### Text section
Clovelly: September 11, 1895.

I am reading 'The Newcomes': have you ever read it? I find it hard to appreciate Thackeray as much as some people do. Occasionally he says some very true things and shows that he is acquainted with human nature in its brighter and darker aspects. But, on the whole, the story of marriage and giving in marriage—selling your daughter for money or a title—the picture of young men who sow their wild oats and then repent and marry innocent ladies and live virtuously and die in the odour of sanctity—on the whole the story does not seem to correspond to the ideals which haunt me, even though I do not act up to them. Surely life is something utterly different from all this. Surely somewhere there is a picture of {104} human life, somewhere in the mind of God Himself, where the young man grows up without any harvest of wild oats, with clear and unselfish ideals, with a longing to make the world purer and diviner than he found it, a picture which is in some measure realised around us to-day. May God deliver us not only from vicious but from selfish thoughts! I believe Thackeray saw something of that picture, but he didn't draw it with the colours I could have wished. There is a solemn text in Ezekiel, which came in the lesson lately, 'The righteousness of the righteous shall not deliver him in the day of his transgression.' Past religious experiences are of little value without present righteousness.



To his cousin G. F.

Clovelly, N. Devon: September 12, 1895.

I am in perhaps the quaintest and one of the loveliest villages in England, just doing nothing, and enjoying the simple life around me. You would like this village, with its one steep, narrow, picturesque street, the great sea far down below, the little stone pier jutting out and helping to form a small harbour. Then on either side of the village are woods reaching down to the cliffs—beautiful woods, where oaks, and in places heather, are glad to grow. St. Paul says in the lesson to-day that the things which are seen are temporal, but the things which are not seen are eternal. And one feels how true are his words—how the trees, woods, flowers fade and die; how the old sea wears slowly away the cliffs; how men and {105} their dwellings pass away; how all these things which are seen are temporal; and yet the beauty, the love, the joy, the purity, are more permanent than the particular manifestations of them are. The beauty which is manifested in the country around is eternal. The life which is seen in man has a future beyond this world.

As we enter in behind the veil, as we see that life and love which are expressing themselves in objects around us, we are already in the eternal, in that which endures.

It is not, as we are constantly thinking, the things that are present which are temporal, and the things that are future which are eternal. No; the things which are present have an eternal side to them—the unseen side.

The man who is a slave to the seen has least of the eternal about him: the man who despises not the seen, but who through the seen rises to the unseen, is partaking of eternal life. . . .



To F. S. H.

Cambridge: October 23, 1895.

### Dataset content
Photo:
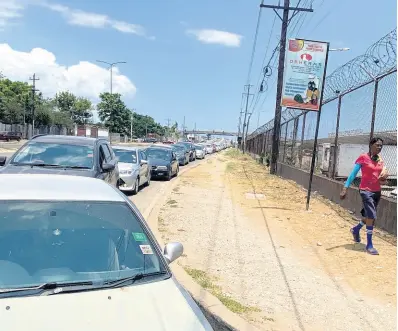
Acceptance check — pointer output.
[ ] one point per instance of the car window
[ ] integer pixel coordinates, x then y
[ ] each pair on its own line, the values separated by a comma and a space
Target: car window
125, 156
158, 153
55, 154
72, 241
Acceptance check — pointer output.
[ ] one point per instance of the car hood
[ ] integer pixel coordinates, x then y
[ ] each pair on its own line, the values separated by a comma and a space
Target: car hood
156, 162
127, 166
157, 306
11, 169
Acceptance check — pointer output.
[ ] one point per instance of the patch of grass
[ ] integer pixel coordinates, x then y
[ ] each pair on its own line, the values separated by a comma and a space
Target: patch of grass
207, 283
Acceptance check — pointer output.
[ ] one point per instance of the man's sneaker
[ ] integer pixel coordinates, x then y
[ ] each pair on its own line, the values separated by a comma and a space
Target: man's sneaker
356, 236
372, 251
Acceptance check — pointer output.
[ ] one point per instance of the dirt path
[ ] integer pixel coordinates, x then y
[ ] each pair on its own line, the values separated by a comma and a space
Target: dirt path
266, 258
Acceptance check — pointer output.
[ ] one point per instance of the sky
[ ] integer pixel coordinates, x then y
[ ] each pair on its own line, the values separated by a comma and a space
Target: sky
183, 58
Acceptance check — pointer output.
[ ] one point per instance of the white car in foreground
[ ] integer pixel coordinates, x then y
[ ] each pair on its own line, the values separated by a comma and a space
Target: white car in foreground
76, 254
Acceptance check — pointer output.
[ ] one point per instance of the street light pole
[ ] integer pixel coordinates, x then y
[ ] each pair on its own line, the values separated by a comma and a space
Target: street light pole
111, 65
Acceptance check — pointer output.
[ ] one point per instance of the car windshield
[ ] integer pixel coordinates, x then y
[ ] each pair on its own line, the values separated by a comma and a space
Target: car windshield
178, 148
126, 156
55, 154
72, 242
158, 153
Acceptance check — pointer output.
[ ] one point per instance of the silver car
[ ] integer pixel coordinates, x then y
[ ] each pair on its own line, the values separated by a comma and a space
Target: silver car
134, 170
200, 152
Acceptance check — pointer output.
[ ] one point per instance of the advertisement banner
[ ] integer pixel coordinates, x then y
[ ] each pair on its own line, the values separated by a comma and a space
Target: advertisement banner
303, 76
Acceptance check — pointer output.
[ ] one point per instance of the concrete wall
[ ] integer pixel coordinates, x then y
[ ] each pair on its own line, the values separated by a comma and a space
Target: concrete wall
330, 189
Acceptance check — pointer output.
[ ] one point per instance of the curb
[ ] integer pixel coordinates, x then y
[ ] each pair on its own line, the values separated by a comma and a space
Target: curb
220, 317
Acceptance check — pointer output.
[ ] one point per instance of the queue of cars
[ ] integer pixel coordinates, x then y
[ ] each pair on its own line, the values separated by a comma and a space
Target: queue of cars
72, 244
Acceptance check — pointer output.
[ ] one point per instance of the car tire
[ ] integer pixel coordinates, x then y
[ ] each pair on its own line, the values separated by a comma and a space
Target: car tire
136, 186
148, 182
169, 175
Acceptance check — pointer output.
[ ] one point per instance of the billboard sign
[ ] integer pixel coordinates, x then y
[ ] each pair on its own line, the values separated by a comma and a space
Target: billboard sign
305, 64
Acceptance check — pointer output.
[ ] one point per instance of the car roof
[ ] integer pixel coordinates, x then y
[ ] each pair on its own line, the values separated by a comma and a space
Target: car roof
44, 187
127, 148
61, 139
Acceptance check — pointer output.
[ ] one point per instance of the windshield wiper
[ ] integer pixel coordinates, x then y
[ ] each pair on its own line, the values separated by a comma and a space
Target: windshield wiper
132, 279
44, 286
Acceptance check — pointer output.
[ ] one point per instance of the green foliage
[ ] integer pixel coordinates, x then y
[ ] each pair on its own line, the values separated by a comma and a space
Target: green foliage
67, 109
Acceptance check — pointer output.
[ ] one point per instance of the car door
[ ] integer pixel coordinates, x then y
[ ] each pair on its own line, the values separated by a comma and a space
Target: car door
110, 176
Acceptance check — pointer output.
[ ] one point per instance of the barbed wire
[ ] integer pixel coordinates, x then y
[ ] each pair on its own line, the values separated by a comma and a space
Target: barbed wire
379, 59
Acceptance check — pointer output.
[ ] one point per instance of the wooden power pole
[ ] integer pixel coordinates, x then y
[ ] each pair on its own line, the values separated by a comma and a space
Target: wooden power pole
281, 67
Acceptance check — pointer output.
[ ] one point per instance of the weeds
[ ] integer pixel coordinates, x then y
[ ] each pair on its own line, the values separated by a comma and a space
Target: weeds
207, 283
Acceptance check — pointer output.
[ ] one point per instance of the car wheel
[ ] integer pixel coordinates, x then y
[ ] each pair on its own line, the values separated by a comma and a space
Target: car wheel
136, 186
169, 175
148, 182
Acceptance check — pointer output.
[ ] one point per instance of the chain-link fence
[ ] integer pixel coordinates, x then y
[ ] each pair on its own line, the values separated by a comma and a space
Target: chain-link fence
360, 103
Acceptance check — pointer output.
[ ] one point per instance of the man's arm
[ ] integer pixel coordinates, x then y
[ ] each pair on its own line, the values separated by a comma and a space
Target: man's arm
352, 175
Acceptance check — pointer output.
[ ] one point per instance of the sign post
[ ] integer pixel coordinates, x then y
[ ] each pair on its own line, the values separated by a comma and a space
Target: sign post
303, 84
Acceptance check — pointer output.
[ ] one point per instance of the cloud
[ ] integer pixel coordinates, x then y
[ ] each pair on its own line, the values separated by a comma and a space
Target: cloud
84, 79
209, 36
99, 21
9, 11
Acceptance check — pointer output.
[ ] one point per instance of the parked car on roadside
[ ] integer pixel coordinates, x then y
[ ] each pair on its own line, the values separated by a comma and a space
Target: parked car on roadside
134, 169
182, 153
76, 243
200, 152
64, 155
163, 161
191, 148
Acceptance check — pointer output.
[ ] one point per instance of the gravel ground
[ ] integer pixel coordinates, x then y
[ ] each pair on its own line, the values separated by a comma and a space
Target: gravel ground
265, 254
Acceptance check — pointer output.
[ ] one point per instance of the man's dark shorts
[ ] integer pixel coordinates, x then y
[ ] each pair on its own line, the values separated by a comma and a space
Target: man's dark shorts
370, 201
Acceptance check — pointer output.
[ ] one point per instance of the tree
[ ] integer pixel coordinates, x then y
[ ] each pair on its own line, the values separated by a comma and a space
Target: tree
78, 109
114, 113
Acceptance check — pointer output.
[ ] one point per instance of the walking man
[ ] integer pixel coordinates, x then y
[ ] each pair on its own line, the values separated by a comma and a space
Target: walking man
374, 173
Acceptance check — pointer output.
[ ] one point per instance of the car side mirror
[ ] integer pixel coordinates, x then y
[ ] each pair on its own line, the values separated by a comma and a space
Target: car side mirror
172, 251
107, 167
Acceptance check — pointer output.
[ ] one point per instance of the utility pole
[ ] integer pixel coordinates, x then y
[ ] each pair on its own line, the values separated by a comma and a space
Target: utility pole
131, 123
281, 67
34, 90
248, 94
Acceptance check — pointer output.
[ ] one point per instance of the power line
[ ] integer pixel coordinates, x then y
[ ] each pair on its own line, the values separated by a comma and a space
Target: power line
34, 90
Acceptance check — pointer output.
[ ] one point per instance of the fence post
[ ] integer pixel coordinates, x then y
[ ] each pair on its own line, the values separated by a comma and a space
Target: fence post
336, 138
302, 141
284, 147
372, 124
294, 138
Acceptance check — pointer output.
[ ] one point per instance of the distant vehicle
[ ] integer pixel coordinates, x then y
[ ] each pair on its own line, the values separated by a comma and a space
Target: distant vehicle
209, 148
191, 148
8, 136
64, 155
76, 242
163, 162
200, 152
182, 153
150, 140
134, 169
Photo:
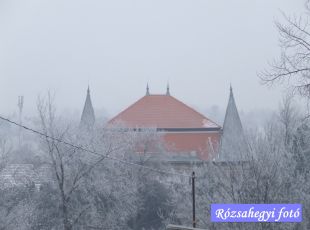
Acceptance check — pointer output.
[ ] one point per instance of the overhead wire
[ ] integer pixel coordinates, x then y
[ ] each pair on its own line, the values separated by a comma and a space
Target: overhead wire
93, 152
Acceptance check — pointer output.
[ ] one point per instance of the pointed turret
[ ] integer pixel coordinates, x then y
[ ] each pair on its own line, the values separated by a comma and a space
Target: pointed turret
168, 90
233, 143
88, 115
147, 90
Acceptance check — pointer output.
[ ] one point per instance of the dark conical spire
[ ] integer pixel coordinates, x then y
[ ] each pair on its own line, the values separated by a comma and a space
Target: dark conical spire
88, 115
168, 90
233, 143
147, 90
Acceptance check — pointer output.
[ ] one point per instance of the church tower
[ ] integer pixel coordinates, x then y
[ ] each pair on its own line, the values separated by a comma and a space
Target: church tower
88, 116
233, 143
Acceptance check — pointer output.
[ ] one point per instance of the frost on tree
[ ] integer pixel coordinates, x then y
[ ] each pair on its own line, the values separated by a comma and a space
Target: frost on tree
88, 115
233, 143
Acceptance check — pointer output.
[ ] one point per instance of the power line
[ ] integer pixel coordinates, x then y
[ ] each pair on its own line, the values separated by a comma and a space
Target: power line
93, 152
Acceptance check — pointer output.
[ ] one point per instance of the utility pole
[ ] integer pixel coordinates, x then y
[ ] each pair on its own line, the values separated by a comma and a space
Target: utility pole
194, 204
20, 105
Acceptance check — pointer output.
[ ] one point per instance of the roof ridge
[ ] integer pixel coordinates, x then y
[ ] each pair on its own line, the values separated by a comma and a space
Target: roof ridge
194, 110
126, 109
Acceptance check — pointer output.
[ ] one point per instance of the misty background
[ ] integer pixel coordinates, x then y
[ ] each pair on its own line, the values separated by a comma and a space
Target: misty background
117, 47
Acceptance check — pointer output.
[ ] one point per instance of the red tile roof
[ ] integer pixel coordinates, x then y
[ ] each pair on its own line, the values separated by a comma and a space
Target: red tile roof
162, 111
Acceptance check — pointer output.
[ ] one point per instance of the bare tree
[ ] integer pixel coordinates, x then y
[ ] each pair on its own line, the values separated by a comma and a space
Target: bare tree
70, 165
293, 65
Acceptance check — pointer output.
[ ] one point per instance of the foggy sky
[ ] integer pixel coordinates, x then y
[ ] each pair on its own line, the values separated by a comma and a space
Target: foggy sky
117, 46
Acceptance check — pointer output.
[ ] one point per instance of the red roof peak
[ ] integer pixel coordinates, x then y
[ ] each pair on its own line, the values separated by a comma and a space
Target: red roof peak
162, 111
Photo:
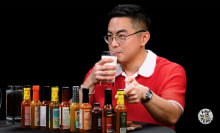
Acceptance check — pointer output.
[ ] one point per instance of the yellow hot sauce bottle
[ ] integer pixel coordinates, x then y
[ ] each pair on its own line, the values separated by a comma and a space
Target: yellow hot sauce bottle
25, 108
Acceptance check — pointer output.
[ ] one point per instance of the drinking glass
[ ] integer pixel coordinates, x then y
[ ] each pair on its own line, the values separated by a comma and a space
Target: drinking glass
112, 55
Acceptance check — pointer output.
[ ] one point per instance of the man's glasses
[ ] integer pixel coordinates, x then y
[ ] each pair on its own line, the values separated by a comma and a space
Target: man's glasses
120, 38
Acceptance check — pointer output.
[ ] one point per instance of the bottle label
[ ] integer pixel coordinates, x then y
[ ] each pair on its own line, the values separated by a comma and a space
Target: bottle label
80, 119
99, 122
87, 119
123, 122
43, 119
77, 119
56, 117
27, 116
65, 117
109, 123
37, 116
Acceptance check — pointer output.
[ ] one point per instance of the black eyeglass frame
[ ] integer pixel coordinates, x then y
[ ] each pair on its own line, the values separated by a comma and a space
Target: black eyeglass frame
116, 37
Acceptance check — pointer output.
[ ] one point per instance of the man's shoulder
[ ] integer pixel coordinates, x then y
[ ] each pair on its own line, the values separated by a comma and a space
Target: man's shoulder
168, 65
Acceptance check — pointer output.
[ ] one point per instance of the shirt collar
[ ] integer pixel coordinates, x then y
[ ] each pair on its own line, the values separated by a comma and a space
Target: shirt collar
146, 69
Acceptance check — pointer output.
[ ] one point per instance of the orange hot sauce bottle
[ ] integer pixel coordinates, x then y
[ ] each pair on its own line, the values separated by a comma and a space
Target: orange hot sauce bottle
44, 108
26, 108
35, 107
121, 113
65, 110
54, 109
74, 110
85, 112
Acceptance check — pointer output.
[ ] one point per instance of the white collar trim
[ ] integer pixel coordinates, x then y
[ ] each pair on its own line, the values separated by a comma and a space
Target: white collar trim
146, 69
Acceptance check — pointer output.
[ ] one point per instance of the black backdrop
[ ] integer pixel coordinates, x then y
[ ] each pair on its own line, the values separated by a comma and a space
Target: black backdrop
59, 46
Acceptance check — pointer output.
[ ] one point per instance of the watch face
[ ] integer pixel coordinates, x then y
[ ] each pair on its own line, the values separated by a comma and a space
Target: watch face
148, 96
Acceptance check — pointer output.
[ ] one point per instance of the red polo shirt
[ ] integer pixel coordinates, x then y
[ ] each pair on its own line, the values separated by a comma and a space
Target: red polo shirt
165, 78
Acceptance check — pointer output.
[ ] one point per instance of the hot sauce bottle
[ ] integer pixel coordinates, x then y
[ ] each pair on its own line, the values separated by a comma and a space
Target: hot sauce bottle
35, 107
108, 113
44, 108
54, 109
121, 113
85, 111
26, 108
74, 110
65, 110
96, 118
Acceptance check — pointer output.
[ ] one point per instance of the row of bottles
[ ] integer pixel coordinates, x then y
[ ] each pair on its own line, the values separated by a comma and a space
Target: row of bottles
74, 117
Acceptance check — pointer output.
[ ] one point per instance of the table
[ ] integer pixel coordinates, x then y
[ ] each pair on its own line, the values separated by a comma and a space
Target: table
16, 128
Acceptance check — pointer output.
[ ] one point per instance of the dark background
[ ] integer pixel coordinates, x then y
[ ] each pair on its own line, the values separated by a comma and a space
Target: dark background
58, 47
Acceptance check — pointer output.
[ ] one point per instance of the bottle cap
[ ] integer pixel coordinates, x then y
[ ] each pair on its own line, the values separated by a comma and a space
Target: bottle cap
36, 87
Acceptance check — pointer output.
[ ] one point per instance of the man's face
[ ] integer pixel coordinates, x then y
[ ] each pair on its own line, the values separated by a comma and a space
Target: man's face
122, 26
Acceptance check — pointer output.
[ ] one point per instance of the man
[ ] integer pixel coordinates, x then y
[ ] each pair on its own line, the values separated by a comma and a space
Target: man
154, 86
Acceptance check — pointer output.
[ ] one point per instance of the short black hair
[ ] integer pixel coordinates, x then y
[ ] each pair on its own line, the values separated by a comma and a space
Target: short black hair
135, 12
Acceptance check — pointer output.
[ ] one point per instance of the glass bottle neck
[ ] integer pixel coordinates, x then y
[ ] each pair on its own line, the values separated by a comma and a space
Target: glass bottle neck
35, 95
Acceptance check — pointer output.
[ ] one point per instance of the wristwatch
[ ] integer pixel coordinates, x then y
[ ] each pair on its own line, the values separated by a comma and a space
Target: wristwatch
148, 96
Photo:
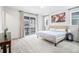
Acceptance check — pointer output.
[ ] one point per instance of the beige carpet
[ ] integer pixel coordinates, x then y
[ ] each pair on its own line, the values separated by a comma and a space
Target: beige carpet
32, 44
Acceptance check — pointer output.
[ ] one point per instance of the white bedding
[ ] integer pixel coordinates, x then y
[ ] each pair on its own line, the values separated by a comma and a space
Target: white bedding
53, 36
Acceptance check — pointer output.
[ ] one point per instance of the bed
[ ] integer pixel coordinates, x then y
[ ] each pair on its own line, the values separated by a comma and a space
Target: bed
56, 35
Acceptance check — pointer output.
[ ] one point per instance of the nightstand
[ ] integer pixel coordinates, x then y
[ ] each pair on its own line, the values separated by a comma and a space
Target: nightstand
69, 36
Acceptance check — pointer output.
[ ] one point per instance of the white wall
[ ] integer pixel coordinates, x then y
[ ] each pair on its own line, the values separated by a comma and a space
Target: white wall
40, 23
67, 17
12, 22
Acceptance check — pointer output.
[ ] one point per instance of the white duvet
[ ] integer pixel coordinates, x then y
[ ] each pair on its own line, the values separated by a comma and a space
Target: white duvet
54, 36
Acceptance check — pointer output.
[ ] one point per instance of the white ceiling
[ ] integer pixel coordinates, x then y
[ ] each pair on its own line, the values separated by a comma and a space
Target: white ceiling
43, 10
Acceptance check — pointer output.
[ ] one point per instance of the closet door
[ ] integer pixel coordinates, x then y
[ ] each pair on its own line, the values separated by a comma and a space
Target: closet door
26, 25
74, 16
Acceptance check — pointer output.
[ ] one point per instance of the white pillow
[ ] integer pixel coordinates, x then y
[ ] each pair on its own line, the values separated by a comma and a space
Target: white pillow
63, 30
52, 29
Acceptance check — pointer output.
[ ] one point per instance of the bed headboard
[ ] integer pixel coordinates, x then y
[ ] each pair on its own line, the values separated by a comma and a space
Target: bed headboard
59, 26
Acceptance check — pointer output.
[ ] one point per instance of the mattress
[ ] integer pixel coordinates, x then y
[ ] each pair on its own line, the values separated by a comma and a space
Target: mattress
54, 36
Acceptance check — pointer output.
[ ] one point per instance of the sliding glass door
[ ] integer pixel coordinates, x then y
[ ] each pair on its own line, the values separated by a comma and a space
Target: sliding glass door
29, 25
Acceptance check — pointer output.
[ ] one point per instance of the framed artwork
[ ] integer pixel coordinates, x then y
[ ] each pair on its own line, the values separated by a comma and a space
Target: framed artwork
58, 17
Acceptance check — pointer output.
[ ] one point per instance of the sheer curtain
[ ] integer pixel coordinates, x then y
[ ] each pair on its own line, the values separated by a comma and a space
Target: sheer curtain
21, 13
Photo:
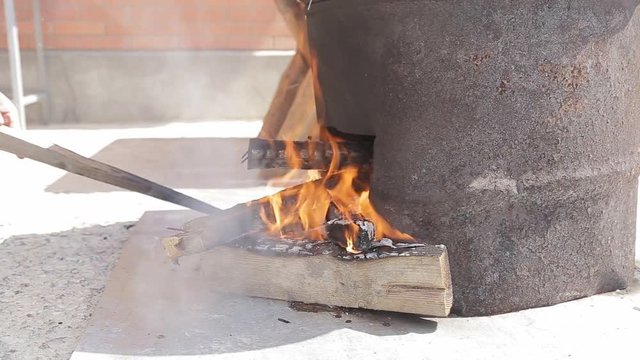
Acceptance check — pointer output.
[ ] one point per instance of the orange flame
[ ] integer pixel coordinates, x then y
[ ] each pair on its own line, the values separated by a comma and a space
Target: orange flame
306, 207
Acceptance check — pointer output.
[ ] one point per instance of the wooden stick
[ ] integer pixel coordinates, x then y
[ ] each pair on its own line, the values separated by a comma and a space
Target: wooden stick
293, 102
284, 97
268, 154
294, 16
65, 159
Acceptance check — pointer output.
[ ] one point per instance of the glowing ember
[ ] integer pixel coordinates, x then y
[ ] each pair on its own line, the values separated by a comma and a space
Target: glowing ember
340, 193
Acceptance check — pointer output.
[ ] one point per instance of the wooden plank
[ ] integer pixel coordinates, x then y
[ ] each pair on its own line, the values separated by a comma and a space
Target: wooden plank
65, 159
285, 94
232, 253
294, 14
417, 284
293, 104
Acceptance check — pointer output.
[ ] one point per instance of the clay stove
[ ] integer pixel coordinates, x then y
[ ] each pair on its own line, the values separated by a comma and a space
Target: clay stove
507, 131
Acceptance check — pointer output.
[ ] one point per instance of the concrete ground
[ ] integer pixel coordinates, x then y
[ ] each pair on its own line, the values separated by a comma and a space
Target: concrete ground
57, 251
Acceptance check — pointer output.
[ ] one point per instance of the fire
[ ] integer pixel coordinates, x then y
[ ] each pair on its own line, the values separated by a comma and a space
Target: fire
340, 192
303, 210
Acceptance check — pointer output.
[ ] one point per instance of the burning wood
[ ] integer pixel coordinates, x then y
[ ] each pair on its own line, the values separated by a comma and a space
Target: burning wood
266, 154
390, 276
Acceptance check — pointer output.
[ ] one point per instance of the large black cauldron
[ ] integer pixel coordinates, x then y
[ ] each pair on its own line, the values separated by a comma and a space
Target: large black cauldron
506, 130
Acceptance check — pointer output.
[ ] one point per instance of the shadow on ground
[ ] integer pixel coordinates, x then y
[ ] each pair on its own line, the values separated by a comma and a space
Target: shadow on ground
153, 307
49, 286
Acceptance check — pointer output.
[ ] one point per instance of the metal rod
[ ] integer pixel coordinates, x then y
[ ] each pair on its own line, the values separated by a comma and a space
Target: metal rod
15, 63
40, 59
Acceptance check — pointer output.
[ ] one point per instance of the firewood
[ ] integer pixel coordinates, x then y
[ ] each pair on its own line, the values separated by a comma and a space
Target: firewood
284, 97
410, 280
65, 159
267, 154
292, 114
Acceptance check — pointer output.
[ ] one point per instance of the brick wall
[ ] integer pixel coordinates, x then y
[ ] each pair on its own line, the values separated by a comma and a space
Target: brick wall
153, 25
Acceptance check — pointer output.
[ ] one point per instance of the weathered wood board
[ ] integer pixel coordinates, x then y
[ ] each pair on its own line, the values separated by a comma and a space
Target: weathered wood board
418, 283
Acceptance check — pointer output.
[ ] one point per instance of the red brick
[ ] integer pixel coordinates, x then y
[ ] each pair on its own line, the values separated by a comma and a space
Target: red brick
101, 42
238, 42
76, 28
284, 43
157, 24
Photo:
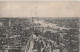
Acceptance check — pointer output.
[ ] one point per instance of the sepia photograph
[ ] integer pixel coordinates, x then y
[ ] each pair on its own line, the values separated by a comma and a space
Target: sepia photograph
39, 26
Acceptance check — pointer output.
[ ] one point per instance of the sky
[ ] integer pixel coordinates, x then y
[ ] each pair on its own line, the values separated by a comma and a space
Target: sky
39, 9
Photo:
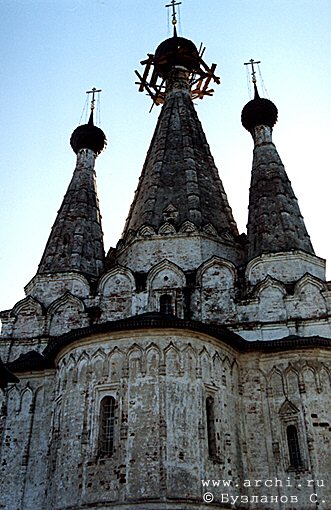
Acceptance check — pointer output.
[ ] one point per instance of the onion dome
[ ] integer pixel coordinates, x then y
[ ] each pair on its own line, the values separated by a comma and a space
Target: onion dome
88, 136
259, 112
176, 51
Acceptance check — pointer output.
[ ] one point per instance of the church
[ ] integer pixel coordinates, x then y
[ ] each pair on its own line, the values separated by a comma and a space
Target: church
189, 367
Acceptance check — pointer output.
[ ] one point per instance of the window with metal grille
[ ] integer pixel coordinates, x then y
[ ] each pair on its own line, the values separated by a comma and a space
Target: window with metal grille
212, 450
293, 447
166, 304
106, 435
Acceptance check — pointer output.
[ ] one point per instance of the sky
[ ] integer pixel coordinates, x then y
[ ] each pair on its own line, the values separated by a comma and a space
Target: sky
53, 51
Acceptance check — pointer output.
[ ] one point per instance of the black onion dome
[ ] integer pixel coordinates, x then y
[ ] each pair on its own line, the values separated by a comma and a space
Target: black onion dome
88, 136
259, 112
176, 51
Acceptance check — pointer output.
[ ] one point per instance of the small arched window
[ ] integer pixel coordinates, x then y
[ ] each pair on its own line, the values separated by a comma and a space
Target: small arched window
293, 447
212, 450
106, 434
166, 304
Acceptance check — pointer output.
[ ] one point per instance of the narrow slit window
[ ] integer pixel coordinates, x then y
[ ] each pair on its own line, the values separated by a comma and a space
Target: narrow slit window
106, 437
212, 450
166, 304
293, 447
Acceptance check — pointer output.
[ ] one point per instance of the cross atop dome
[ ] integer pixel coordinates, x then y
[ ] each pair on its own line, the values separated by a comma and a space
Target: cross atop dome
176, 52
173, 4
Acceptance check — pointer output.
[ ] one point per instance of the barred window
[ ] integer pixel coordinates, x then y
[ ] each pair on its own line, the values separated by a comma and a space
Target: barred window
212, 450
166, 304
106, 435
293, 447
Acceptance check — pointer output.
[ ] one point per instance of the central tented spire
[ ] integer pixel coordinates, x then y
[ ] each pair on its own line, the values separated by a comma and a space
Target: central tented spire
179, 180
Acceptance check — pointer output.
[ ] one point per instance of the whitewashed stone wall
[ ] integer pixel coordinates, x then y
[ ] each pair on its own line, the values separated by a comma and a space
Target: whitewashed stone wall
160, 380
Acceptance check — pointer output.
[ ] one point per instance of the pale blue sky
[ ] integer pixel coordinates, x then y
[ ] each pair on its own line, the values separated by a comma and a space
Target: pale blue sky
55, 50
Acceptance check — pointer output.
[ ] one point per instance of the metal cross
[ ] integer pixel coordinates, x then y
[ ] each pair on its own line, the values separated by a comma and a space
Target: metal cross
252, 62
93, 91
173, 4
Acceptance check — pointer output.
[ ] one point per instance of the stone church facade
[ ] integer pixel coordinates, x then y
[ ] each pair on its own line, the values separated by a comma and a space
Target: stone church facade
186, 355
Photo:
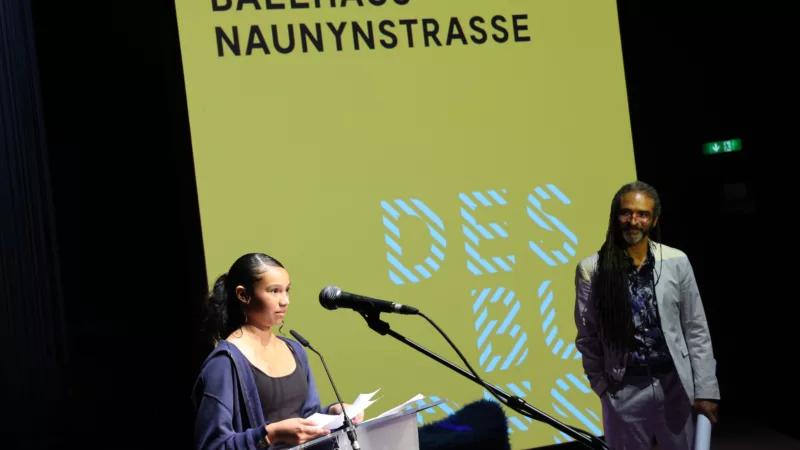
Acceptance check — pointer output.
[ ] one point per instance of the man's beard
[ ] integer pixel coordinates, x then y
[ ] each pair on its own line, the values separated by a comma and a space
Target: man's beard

### Request
Answer these questions on the Clovelly letters:
1. Which book is the writer reading in the September 11 letter?
2. In which book of the Bible is the text "The righteousness of the righteous shall not deliver him in the day of his transgression"?
3. In the September 12 letter, what juts out and helps form a small harbour?

### Answer to this exercise
1. 'The Newcomes'
2. Ezekiel
3. The little stone pier